## How to complete this task
Copy out each line containing "dress" from the entries below.

## Exercise data
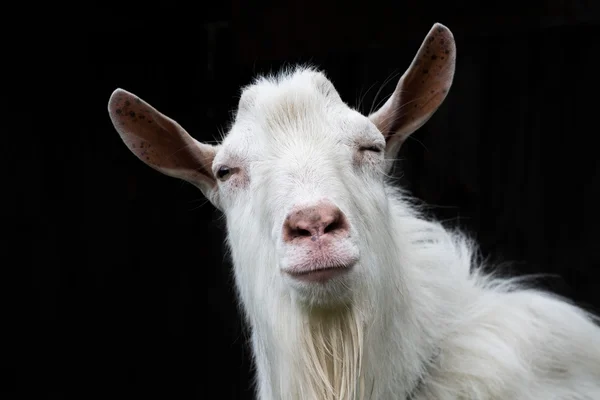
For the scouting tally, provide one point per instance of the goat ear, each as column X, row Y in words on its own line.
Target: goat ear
column 162, row 143
column 420, row 91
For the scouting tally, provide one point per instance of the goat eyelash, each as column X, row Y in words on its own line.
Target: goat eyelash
column 374, row 149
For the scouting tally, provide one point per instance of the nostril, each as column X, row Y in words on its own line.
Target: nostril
column 302, row 232
column 313, row 222
column 334, row 226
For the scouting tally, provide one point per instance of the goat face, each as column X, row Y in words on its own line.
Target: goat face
column 300, row 175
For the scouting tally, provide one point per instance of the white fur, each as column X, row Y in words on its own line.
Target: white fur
column 415, row 307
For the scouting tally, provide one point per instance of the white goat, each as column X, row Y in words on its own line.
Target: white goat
column 349, row 291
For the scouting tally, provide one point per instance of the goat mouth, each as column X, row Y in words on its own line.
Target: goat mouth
column 319, row 275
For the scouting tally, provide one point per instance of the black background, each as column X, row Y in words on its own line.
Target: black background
column 124, row 290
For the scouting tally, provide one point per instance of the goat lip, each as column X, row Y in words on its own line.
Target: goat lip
column 319, row 275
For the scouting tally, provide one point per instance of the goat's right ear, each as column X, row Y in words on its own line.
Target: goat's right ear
column 162, row 143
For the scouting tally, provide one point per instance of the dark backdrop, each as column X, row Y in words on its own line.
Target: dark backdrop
column 126, row 291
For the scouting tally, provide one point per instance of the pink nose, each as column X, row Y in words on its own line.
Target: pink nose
column 313, row 223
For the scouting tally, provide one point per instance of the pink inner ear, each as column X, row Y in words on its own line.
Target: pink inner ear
column 158, row 140
column 422, row 88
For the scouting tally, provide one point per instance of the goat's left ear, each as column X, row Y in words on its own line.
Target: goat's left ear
column 420, row 91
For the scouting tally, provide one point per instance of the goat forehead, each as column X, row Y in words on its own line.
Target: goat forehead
column 293, row 115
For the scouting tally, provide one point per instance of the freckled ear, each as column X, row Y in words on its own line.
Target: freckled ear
column 420, row 91
column 161, row 142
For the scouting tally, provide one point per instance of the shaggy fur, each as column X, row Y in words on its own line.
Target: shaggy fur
column 416, row 317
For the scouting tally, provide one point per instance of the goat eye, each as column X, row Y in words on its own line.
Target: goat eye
column 224, row 173
column 374, row 149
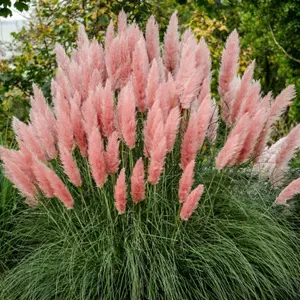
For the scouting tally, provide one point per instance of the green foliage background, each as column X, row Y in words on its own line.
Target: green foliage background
column 269, row 31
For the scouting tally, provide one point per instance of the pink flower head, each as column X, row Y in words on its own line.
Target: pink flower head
column 120, row 193
column 191, row 202
column 96, row 157
column 230, row 62
column 189, row 145
column 152, row 84
column 70, row 167
column 140, row 68
column 19, row 179
column 77, row 125
column 152, row 39
column 171, row 45
column 186, row 182
column 138, row 182
column 171, row 127
column 112, row 159
column 107, row 111
column 157, row 155
column 127, row 112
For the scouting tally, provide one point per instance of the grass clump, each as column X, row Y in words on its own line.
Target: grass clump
column 234, row 247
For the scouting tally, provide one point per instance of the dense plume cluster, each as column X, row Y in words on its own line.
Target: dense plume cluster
column 132, row 96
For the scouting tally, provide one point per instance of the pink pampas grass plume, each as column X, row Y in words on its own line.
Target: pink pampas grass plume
column 152, row 84
column 171, row 45
column 212, row 129
column 280, row 104
column 205, row 90
column 112, row 160
column 256, row 126
column 26, row 135
column 204, row 116
column 128, row 121
column 152, row 39
column 120, row 193
column 289, row 192
column 203, row 60
column 228, row 100
column 186, row 182
column 89, row 114
column 109, row 36
column 59, row 188
column 107, row 111
column 41, row 178
column 230, row 62
column 157, row 155
column 154, row 118
column 19, row 179
column 96, row 157
column 242, row 93
column 138, row 182
column 171, row 127
column 46, row 139
column 77, row 125
column 70, row 167
column 82, row 38
column 122, row 22
column 140, row 68
column 191, row 202
column 189, row 145
column 233, row 146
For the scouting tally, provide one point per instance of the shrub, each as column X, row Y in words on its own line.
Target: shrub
column 129, row 151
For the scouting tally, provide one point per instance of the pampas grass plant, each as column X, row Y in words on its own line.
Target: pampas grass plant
column 131, row 192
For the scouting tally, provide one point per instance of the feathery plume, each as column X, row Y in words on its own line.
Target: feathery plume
column 96, row 157
column 203, row 60
column 120, row 193
column 138, row 182
column 107, row 111
column 152, row 39
column 186, row 181
column 109, row 36
column 112, row 160
column 255, row 128
column 242, row 93
column 235, row 141
column 189, row 145
column 152, row 84
column 77, row 125
column 212, row 129
column 122, row 22
column 171, row 127
column 25, row 135
column 289, row 192
column 19, row 179
column 128, row 121
column 154, row 118
column 171, row 45
column 191, row 202
column 70, row 167
column 140, row 68
column 230, row 62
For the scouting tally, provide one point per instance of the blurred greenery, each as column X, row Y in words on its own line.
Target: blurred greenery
column 269, row 31
column 6, row 5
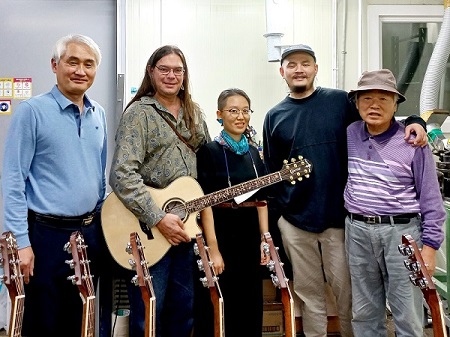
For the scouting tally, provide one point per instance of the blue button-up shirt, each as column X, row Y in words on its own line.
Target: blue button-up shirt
column 54, row 160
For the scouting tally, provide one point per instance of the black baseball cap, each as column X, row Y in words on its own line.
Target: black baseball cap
column 298, row 48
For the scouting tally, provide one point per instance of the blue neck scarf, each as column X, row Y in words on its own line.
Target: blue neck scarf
column 226, row 140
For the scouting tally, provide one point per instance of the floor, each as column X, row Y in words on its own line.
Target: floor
column 428, row 331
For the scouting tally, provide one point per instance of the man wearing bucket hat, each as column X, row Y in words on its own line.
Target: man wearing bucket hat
column 392, row 189
column 310, row 216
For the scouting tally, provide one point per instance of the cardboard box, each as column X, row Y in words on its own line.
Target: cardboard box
column 273, row 323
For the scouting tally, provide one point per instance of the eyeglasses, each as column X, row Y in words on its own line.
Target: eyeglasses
column 235, row 112
column 166, row 70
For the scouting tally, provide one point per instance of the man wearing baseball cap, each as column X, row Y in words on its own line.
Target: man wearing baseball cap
column 392, row 189
column 311, row 122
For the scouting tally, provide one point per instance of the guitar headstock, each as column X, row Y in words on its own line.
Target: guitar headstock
column 279, row 279
column 419, row 274
column 80, row 264
column 139, row 264
column 296, row 169
column 12, row 275
column 204, row 263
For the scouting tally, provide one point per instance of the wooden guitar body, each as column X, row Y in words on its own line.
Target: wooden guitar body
column 420, row 277
column 183, row 197
column 211, row 281
column 280, row 281
column 13, row 279
column 83, row 280
column 144, row 281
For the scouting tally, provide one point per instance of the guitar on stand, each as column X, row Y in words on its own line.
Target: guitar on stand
column 83, row 280
column 280, row 281
column 144, row 281
column 13, row 279
column 420, row 277
column 182, row 197
column 211, row 281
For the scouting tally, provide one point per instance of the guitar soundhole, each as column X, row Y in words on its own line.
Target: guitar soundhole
column 176, row 206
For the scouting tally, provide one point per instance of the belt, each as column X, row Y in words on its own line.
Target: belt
column 242, row 204
column 58, row 221
column 376, row 219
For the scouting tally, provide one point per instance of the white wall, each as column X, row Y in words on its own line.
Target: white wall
column 224, row 45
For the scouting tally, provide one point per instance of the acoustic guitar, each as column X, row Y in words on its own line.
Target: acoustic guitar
column 82, row 278
column 144, row 281
column 182, row 197
column 420, row 277
column 13, row 279
column 211, row 281
column 281, row 282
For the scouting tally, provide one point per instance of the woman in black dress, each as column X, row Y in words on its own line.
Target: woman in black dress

## Output for this task
For the scouting tally, provide one point per instance of the woman in black dress, each as column X, row Y in words on its own line.
Target: woman in black dress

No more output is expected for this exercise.